Extract →
>>>

THE CHRONIC ORAL TOXICITY OF CHLOROQUINE

O. Garth Fitzhugh 1, Arthur A. Nelson 1, and Oma L. Holland 1

1 Division of Pharmacology, Food and Drug Administration, Federal Security Agency, Washington, D. C.

1. A two-year chronic toxicity study with rats fed diets containing from 100 to 1000 p.p.m. chloroquine showed that the toxicity of chloroquine was very slight or questionable at 100 p.p.m. and became progressively more severe with each increase in dosage.

2. There was a significant retardation of growth at a concentration of 400 p.p.m.; lower dosages produced no effect on growth.

3. A progressive increase in mortality occurred at dosage levels of 200 p.p.m. or more; the 800 and 1000 p.p.m. chloroquine caused early death of all animals.

4. The outstanding hematological change was a leukocytosis, predominantly neutrophilic. This was marked in the group on 800 p.p.m., less striking in the group on 400 p.p.m. and scarcely noticeable in those on 200 p.p.m. chloroquine. There was an increase in the hemoglobin concentration and erythrocyte counts in the rats on the 800 p.p.m. chloroquine.

<<<

Exercise data →
>>>

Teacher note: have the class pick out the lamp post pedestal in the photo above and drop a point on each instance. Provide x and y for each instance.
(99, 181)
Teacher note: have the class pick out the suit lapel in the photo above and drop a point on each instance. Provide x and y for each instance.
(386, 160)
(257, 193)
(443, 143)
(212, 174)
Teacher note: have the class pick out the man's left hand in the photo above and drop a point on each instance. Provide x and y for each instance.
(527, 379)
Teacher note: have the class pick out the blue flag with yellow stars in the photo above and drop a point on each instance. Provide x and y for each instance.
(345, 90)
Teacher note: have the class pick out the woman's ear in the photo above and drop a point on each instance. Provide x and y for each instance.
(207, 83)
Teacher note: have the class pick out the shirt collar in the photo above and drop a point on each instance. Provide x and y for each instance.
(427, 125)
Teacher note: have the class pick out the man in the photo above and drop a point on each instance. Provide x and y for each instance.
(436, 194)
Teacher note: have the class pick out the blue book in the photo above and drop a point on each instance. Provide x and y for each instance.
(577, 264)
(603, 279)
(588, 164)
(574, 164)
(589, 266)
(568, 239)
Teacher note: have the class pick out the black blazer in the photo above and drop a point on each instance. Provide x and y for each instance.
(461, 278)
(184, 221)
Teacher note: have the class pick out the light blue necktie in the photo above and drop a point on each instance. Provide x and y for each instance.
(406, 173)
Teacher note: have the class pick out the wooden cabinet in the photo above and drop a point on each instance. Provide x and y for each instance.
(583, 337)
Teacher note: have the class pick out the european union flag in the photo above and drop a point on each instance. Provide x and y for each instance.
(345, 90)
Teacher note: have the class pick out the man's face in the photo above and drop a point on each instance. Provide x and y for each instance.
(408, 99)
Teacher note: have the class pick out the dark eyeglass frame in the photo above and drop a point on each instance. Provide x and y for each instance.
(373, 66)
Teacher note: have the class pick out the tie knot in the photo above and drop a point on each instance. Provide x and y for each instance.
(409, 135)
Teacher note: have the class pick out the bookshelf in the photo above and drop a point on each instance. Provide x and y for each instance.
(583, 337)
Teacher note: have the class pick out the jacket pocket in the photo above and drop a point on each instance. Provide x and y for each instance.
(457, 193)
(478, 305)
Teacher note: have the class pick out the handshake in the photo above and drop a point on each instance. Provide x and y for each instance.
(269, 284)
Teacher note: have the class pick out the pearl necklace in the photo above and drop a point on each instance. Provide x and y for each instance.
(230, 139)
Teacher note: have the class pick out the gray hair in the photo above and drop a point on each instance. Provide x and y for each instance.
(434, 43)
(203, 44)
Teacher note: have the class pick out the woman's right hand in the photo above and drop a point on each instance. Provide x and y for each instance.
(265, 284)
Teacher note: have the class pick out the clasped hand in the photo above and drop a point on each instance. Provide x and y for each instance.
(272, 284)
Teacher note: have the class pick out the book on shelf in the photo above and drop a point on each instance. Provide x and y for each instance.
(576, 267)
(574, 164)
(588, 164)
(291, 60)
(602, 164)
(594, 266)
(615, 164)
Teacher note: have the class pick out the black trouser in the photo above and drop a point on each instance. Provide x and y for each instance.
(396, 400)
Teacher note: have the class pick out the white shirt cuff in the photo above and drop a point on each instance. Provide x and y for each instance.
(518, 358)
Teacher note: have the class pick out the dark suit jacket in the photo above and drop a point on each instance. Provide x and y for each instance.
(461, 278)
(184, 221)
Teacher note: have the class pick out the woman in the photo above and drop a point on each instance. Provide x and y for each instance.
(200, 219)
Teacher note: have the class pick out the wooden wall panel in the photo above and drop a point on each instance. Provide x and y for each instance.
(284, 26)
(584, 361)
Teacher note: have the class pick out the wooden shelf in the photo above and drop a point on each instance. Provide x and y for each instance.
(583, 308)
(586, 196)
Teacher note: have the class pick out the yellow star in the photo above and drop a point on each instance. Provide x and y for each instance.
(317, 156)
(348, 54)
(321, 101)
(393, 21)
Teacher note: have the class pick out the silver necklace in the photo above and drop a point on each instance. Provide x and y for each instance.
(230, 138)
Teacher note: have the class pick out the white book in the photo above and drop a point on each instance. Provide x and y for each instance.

<<<

Task list →
A - In the chloroquine toxicity summary, at what dietary concentration did growth slow significantly?
B - Rewrite the chloroquine toxicity summary starting at "1 Division of" and ending at "of all animals.", with "mortality" changed to "death rate".
C - Carry on the chloroquine toxicity summary from its last sentence.
The items are separate material and have no connection to the chloroquine study.

Answers in order →
A - 400 p.p.m.

B -
1 Division of Pharmacology, Food and Drug Administration, Federal Security Agency, Washington, D. C.

1. A two-year chronic toxicity study with rats fed diets containing from 100 to 1000 p.p.m. chloroquine showed that the toxicity of chloroquine was very slight or questionable at 100 p.p.m. and became progressively more severe with each increase in dosage.

2. There was a significant retardation of growth at a concentration of 400 p.p.m.; lower dosages produced no effect on growth.

3. A progressive increase in death rate occurred at dosage levels of 200 p.p.m. or more; the 800 and 1000 p.p.m. chloroquine caused early death of all animals.

C -
5. Histopathological changes increased from very slight or absent in rats on 100 p.p.m. to marked in those on 800 and 1000 p.p.m. The two prominent lesions at toxic dosages of chloroquine were a slow focal necrosis of striated muscle, especially cardiac, and a moderate degree of centrolobular hepatic necrosis and fibrosis.

6. In relation to body weight of the rat the lowest dosage of chloroquine which produced slight toxic effects in some animals corresponds to approximately 4 mgm./kgm./day for two years.

7. In comparison with quinacrine fed to rats at similar dosage levels and with a similar diet, the anatomical changes produced by chloroquine were similar; however, the toxicity of chloroquine was, on the whole, slightly less than that of quinacrine. At the low dosage level of 4 mgm./kgm./day there was no noticeable difference between the toxicities of the two substances.